▶ **Brano proposto**:
-*-*-

L’anno scorso la Polonia ha preso la decisione di rendere ancora più restrittiva la già restrittiva (più di tutta l’Europa) legge sull’aborto. Prima di questa legge si contavano solo 2000 aborti legali ogni anno, e sottolineiamo legali perché chi ne aveva la possibilità andava all’estero oppure, nel XXI secolo come era fatto quando vivevamo in tempi non fatti per le donne, si sottoponevano a interventi illegali che potevano anche mettere in pericolo la propria vita. Le organizzazioni femministe hanno stimato circa 200.000 aborti totali.

Il caso più famoso è quello di Izabela, una donna di 30 anni, polacca e incinta, già madre, morta a causa di un’infezione dovuta a delle complicazioni sorte nella 22esima settimana di gravidanza. Secondo la legale (Jolanta Budzowska) che rappresenta la famiglia i medici hanno scelto di non operarla per far sì che il feto morisse “naturalmente“, come stabilito dalla legge polacca sull’aborto e che vieta a qualsiasi medico di interrompere delle gravidanze anche per difetti congeniti. Solo che quando è morto il feto, è morta anche Izabela.

-*-*-

▶ **Estratti del dataset**:
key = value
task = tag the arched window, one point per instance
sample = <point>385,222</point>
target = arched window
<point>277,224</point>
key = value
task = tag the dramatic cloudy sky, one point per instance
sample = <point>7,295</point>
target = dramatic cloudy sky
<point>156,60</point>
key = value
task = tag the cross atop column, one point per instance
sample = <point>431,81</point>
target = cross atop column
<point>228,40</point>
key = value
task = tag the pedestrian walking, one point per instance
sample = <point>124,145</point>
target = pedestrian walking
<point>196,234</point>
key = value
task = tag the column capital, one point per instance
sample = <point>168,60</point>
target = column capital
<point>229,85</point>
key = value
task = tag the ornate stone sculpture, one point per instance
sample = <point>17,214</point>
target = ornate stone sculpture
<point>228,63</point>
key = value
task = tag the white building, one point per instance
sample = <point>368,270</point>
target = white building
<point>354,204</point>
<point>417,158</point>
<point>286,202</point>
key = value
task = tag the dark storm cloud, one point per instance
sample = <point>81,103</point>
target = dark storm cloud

-*-*-

▶ **Compiti ed esercizi**:
1: Quanti aborti totali hanno stimato le organizzazioni femministe secondo il testo sulla legge polacca sull'aborto?
2: Continua il testo sulla legge polacca sull'aborto partendo dopo la sua ultima frase.

▶ **Soluzioni degli esercizi**:
1: Circa 200.000.

2:
«Il divieto ha fatto molte cose. Quello che non ha fatto è fermare gli aborti».

Krystyna Kacpura, presidente della Federazione per le donne e la pianificazione familiare

A gennaio, poi, una donna di 37 anni incinta di due gemelli è morta dopo che uno dei suoi feti era morto e i medici non lo hanno rimosso per sette giorni. La famiglia ha accusato i medici di aspettare per paura di nuocere all’altro feto e di essere oggetto di un possibile processo. E ancora, una donna incinta di 19 settimane quando le si sono rotte le acque, ha sviluppato un’infezione ed è quasi morta dopo che i medici hanno aspettato quattro giorni prima che il battito cardiaco del suo feto si fosse fermato per rimuoverlo.

Potete leggere di più a riguardo: La Polonia insegna al mondo quali sono i rischi di vivere in un Paese dove l’aborto è vietato

Nonostante quindi ci sia una vera e propria testimonianza in Europa di quello che significa vivere in un paese in cui l’aborto è illegale, nonostante siano morte delle donne perché dei medici si sono rifiutati di farle abortire sebbene la gravidanza non sarebbe mai stata potuta essere portata a termine, Simone Pillon vuole portare il bigottismo statunitense anche in Europa e in Italia. Vuole per caso condannare le donne italiane a morte?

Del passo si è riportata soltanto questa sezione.